[Entries for pointing and labeling]
======
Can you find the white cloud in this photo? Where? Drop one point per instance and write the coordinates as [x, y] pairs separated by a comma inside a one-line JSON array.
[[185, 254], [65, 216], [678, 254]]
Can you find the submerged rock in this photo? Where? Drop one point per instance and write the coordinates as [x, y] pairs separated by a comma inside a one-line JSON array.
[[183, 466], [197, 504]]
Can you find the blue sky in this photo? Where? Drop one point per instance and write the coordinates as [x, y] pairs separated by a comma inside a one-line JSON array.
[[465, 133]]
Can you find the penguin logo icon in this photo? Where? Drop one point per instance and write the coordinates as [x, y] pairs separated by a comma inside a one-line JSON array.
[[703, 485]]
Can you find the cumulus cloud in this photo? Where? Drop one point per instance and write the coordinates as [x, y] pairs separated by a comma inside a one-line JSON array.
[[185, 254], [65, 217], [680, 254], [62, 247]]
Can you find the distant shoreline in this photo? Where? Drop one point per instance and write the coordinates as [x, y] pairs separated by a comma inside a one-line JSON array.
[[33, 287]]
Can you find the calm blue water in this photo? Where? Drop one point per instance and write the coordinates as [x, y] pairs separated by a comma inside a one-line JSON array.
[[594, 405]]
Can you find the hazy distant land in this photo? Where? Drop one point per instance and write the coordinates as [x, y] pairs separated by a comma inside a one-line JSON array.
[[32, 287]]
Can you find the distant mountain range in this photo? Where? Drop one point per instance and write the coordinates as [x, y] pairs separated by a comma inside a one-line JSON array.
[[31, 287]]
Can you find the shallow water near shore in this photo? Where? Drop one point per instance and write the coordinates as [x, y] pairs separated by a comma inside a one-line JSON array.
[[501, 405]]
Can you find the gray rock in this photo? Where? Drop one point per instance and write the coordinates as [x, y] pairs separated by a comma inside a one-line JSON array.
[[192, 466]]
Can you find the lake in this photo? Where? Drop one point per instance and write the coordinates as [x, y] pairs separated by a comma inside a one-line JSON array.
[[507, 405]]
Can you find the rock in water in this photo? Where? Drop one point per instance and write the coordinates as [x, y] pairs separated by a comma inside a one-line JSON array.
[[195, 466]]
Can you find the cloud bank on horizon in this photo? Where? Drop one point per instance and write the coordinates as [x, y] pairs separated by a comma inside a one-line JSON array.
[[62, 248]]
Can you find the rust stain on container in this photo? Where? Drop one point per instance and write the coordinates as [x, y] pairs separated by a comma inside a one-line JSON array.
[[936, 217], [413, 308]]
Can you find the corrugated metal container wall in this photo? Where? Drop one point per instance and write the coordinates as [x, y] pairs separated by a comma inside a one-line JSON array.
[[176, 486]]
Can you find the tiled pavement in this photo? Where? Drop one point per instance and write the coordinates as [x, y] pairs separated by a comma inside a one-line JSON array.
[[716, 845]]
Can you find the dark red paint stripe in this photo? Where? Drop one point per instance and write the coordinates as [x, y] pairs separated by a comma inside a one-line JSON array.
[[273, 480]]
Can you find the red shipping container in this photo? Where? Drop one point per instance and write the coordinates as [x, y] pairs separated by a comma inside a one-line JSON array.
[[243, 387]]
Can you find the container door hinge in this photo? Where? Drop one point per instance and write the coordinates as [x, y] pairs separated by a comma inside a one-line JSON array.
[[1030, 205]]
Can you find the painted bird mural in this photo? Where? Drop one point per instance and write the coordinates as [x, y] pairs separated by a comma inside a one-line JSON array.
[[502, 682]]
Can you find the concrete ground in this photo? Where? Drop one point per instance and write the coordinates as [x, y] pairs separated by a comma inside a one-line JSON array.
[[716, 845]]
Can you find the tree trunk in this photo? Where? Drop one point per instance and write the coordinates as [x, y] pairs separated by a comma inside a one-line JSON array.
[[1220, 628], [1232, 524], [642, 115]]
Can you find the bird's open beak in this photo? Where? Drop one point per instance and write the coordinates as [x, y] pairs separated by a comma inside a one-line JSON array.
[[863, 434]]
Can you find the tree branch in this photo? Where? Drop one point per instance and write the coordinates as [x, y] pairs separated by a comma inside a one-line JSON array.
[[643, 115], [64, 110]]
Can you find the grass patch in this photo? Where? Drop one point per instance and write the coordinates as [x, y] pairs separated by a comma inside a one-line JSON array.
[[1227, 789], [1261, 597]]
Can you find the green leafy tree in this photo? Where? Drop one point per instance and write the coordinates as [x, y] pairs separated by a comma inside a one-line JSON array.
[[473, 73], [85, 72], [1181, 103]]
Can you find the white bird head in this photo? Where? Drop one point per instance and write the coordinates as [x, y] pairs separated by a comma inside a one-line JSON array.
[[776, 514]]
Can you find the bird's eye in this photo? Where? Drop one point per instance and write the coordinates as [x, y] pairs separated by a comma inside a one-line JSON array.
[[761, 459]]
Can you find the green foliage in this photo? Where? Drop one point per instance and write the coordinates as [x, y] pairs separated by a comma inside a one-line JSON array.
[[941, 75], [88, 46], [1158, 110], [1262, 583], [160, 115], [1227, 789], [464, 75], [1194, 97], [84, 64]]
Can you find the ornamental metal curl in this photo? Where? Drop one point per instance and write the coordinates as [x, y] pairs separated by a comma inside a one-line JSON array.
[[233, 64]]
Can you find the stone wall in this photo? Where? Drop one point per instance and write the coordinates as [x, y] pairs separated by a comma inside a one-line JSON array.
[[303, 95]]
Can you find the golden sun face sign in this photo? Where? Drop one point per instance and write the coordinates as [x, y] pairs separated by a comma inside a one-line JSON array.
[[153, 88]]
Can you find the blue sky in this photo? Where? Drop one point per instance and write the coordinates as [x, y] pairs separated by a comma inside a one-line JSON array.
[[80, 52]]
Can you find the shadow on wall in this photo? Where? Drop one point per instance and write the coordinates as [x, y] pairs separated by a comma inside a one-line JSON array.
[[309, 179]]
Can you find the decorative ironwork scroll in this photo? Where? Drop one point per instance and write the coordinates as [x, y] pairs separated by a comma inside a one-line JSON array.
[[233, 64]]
======
**Task requirements**: Print the listing line for line without any changes, starting with its first line and going on through the line with "[[703, 485]]", both ends included.

**The solution**:
Can you find the white cloud in this photo? Where? Drop one point per instance and write the coordinates as [x, y] pairs separated by a comma inside a one-line JSON array.
[[185, 254], [65, 216], [678, 254]]
Can you find the submerged rock in this photo? Where? Drop one point per instance and write the coordinates as [x, y] pairs separated by a comma inside a one-line JSON array.
[[183, 466], [197, 504]]
Can you find the blue sky in this photo? Where? Drop one point per instance and write the coordinates as [x, y] pairs separated by a comma inside a one-line JSON array.
[[465, 133]]
Can you find the penguin logo icon in this photo? Where? Drop one point per instance and write the coordinates as [x, y] pairs separated by a comma inside a one-line JSON array.
[[703, 485]]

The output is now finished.